Exercise directions →
In the boxing article below, copy the part that starts with "He also called, again" and ends with "again — transparency.", switching each "transparency" to "openness".

He also called, again in reference to the CAIS exception, for “clear, detailed, robust guidance.”
Meantime, on the front page of its website, World Boxing’s vision statement declares it seeks to be “a sustainable, inclusive and transparent international sports federation based on honesty, integrity and excellence that puts the interests of boxers first and ensures the sport of boxing remains at the heart of the Olympic movement.”
Its mission, it further says, relies on part on “strong governance and” — the t-word again — “transparent financial management …”
In its March 21 news release, the CTBA asserted that Lin’s return purportedly reinforces the “principles of fairness, transparency, and athlete welfare in international boxing,” and in this context, note again — transparency.
With transparency purportedly such a key value, World Boxing secretary general Tom Dielen was asked in a March 27 email to explain the Lin appeal and for copies of “all the relevant records in this matter,” given the common-sense meaning of the first part of section 5.1.7.
The federation PR department replied in an email three days later, saying Dielen “has a full schedule and is not available for a conversation.”
After conferring “with colleagues who have clarified [its] purpose,” the PR team asserted that 5.1.7 means disclosure to medical experts.
It went on: “This is why the policy states: ‘sex verification records shall not be considered confidential and shall not be considered medical records for the sole purpose of eligibility certification.’ (The underlining has been added here to emphasize this point.)”
World Boxing policy
The PR note went on, “It means there is no obligation for the athlete’s medical records to be disclosed beyond the necessary disclosure to World Boxing’s medical experts.”
A reasonable person might well read it otherwise — the first part of that sentence in 5.1.7 declaring the records not confidential, the second part adding that in assessing eligibility they ought not to be medical records. All the more so given the requirement for athlete consent in writing to the notion that sex certification and verification records “will not be considered confidential.”
The Chinese Taipei boxing federation did not respond to an email asking for a “detailed explanation” of the appeal.
Without an explanation, the common-sense question that wraps up all of this is elemental — on what grounds was Yu-Ting Lin cleared to compete?
Without that answer, Lin seems sure going forward to be shadowed by questions about eligibility; World Boxing, its commitment to transparency and governance; and the IOC, about how “protection” gets implemented.
Lin’s fights in Ulaanbaatar marked the athlete’s first action in the ring not just at 60 kilos but, indeed, first international competition since the Paris Olympics. In the quarterfinals, Lin scored a 5-0 decision over Ayaka Taguchi of Japan, the division’s No. 1 seed. The 5-0 score means Lin won every round on all five judges’ scorecards. Earlier, Lin beat Thananya Somnuek of Thailand, again 5-0.
The semifinals saw North Korea’s Won Un Gyong stop Lin, 4-1.
Afterward, Tseng, Lin’s coach, said the fighter’s main goal this year is the Asian Games, set for the early fall in Japan.
“It’s not bad that we lost this time,” he said. “At least it means we have room for improvement.”

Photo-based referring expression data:
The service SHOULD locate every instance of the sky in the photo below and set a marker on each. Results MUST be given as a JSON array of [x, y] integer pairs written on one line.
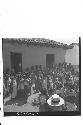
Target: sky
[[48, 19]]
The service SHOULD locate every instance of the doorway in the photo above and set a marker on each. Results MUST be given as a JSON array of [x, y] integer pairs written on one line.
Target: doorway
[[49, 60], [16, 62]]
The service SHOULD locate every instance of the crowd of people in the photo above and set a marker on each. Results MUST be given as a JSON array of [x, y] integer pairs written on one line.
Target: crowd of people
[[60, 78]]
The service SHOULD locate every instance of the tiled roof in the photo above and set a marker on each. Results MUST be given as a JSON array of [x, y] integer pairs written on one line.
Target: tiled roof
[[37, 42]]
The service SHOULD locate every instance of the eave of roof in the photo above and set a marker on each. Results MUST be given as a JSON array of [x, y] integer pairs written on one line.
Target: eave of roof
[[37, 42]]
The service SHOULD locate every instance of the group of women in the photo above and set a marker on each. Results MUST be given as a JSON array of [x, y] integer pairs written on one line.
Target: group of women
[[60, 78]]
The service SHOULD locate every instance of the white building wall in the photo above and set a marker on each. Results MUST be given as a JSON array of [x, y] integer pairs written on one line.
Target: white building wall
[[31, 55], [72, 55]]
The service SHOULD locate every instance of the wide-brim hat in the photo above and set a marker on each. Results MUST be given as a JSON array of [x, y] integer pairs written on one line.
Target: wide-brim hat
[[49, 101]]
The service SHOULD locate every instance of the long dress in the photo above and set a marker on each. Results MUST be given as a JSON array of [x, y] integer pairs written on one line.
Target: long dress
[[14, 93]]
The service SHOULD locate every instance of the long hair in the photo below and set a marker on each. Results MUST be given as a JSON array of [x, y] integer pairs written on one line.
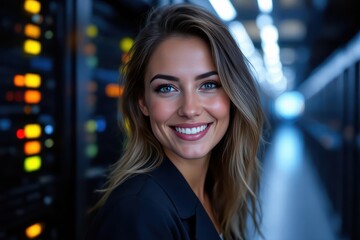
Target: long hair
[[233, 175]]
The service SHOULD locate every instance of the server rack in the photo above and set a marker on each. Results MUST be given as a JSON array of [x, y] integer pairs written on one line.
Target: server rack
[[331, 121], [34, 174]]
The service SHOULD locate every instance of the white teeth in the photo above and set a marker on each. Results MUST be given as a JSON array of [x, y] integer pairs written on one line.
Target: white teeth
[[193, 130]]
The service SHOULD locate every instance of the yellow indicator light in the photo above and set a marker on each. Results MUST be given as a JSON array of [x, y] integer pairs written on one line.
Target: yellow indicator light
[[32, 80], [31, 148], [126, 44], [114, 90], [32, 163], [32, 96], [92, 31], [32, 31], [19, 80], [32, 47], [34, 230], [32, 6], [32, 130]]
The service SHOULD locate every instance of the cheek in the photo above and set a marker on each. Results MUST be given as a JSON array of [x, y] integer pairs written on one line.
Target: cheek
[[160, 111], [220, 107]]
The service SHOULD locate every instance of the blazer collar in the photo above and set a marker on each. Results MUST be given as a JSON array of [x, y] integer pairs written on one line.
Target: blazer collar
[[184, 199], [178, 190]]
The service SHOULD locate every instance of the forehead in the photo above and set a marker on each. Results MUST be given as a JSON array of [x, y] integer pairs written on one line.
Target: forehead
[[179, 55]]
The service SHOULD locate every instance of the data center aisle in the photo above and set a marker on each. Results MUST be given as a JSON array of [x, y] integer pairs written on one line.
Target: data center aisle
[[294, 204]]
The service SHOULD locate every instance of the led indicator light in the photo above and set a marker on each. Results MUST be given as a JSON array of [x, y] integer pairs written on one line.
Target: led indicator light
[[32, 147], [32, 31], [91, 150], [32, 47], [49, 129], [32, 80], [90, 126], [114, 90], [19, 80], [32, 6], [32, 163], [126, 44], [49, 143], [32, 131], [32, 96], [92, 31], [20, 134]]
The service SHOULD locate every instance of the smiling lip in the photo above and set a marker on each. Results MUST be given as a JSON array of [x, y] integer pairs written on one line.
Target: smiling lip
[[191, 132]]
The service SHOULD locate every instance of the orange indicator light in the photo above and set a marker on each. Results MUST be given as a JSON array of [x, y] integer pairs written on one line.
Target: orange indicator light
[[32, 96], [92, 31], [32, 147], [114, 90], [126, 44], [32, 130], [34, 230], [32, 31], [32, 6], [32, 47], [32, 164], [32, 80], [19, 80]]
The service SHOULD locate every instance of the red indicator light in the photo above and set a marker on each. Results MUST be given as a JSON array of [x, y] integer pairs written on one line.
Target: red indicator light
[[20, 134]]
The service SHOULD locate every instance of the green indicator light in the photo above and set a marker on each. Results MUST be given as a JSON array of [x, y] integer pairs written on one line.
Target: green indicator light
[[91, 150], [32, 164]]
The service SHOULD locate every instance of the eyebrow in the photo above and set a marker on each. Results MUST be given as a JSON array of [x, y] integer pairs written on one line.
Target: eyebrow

Solution for this problem →
He also called, again in reference to the CAIS exception, for “clear, detailed, robust guidance.”
Meantime, on the front page of its website, World Boxing’s vision statement declares it seeks to be “a sustainable, inclusive and transparent international sports federation based on honesty, integrity and excellence that puts the interests of boxers first and ensures the sport of boxing remains at the heart of the Olympic movement.”
Its mission, it further says, relies on part on “strong governance and” — the t-word again — “transparent financial management …”
In its March 21 news release, the CTBA asserted that Lin’s return purportedly reinforces the “principles of fairness, openness, and athlete welfare in international boxing,” and in this context, note again — openness.